==== ARTICOLO
Amido
L'amido, termine che deriva dal greco ἄμυλον, "non macinato", è un polimero del glucosio sintetizzato dalle piante verdi, largamente distribuito in diverse parti della pianta, ma concentrato soprattutto nei semi e nei tuberi, dove agisce come riserva per sopperire alle esigenze energetiche della nuova pianta in crescita. Le quantità più elevate di amido si trovano nelle cariossidi dei cereali e nei tuberi della patata, anche se i legumi, il nocciolame, le castagne e le banane ne contengono quantità significative; tra gli alimenti tecnologicamente trasformati il pane, la pasta e i vari prodotti da forno contengono quantità elevate di amido, costituendo anch'essi un'importante fonte di energia alimentare per l'uomo.
L'amido viene depositato nelle piante sotto forma di granuli semicristallini dotati di un centro, chiamato ilo, e aventi forma, dimensioni e composizione che variano a seconda della specie vegetale di appartenenza e, a volte, a seconda del cultivar. Con tecniche microscopiche è quindi possibile riconoscere la provenienza dei diversi amidi sulla base della diversità della loro morfologia: i granuli di amido dei cereali infatti sono poligonali e di piccole dimensioni (3-25 µm di diametro), mentre quelli delle patate e dei legumi sono più grandi (15-100 µm) ed ellissoidali. Mediante analisi di diffrazione ai raggi X è inoltre possibile distinguere tra due tipi di strutture cristalline, quelle denominate di tipo A, tipiche dei granuli dei cereali, e quelle di tipo B, caratteristiche dei granuli delle patate; un tipo intermedio, detto tipo C, è tipico dei granuli d'amido delle leguminose.
========
==== DATI REGISTRATI
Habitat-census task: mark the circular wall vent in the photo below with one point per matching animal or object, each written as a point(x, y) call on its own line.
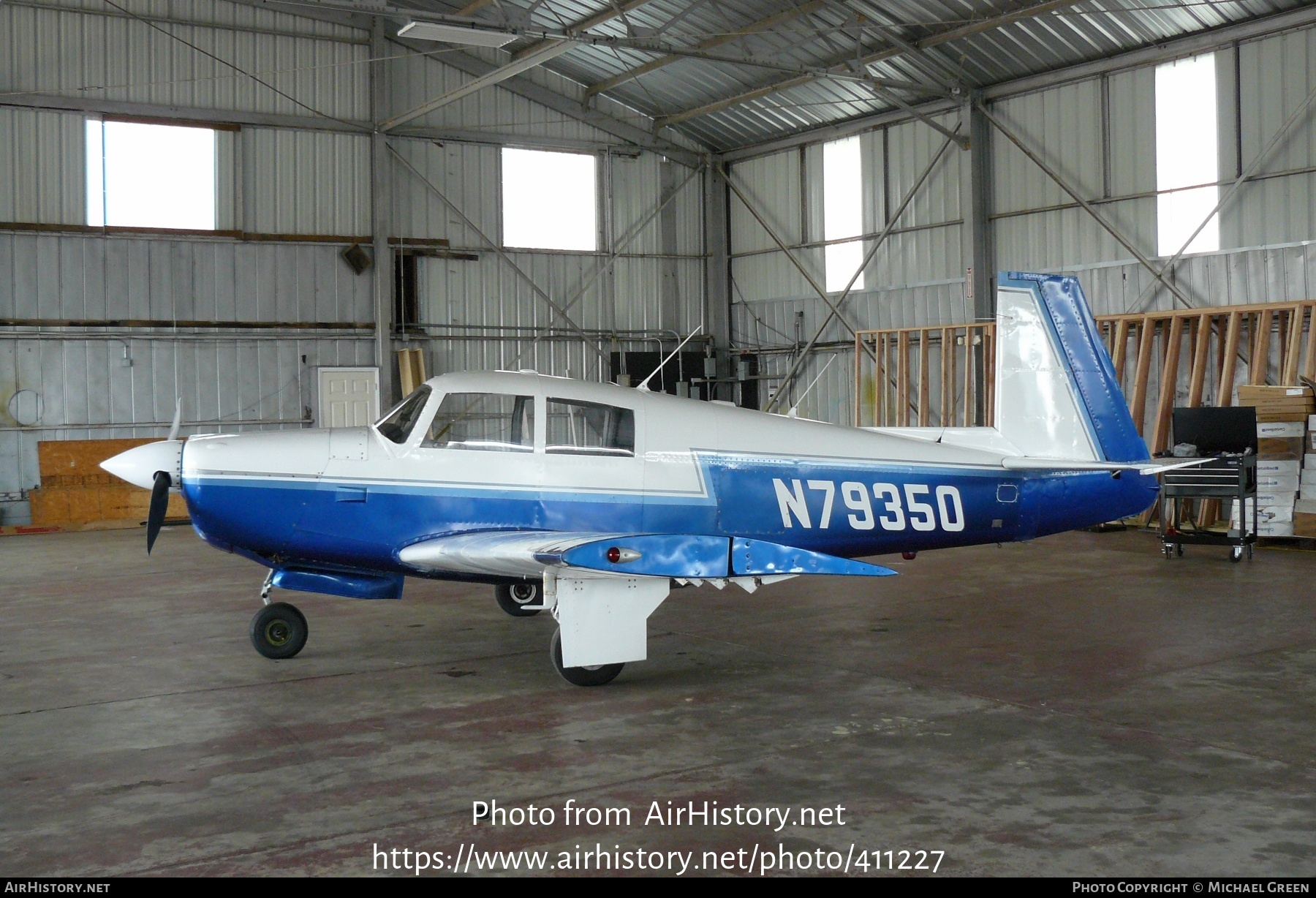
========
■ ATTIVITÀ ED ESERCIZI ■
[1] Ricopia senza modifiche il passo dell'articolo sull'amido che comincia con "L'amido viene depositato" e finisce con "d'amido delle leguminose.".
[2] Riprendi l'articolo sull'amido e proseguilo a partire dall'ultima frase riportata.

■ RISPOSTE AGLI ESERCIZI ■
[1]
L'amido viene depositato nelle piante sotto forma di granuli semicristallini dotati di un centro, chiamato ilo, e aventi forma, dimensioni e composizione che variano a seconda della specie vegetale di appartenenza e, a volte, a seconda del cultivar. Con tecniche microscopiche è quindi possibile riconoscere la provenienza dei diversi amidi sulla base della diversità della loro morfologia: i granuli di amido dei cereali infatti sono poligonali e di piccole dimensioni (3-25 µm di diametro), mentre quelli delle patate e dei legumi sono più grandi (15-100 µm) ed ellissoidali. Mediante analisi di diffrazione ai raggi X è inoltre possibile distinguere tra due tipi di strutture cristalline, quelle denominate di tipo A, tipiche dei granuli dei cereali, e quelle di tipo B, caratteristiche dei granuli delle patate; un tipo intermedio, detto tipo C, è tipico dei granuli d'amido delle leguminose.

[2]
Dal punto di vista chimico la maggior parte degli amidi nativi è costituita da una miscela eterogenea di due polimeri del glucosio, l'amilosio e l'amilopectina. L'amilosio è un polimero lineare del glucosio in cui le singole unità, generalmente da 200 a 2000, sono legate l'una all'altra mediante un legame α-1,4-glicosidico. L'amilopectina è invece abbondantemente ramificata, con rami costituiti da 20-60 unità monomeriche che si innestano sulla parte lineare mediante legame α-1,6-glicosidico; il grado totale di polimerizzazione dell'amilopectina è di circa 100.000 unità monomeriche. All'interno del granulo l'amilosio assume una configurazione spaziale elicoidale con eliche levogire disposte a coppie parallele, mentre l'amilopectina non possiede conformazioni preferenziali fisse.
Queste differenze strutturali spiegano, tra l'altro, la differente colorazione che viene assunta da una sospensione acquosa d'amido trattata con iodio, a seconda che sia ricca di amilosio o di amilopectina: nel primo caso lo iodio si impila al centro delle strutture elicoidali dell'amilosio conferendogli una colorazione blu, nel secondo la mancanza di strutture elicoidali impedisce l'allineamento dello iodio e la colorazione diventa rosso porpora.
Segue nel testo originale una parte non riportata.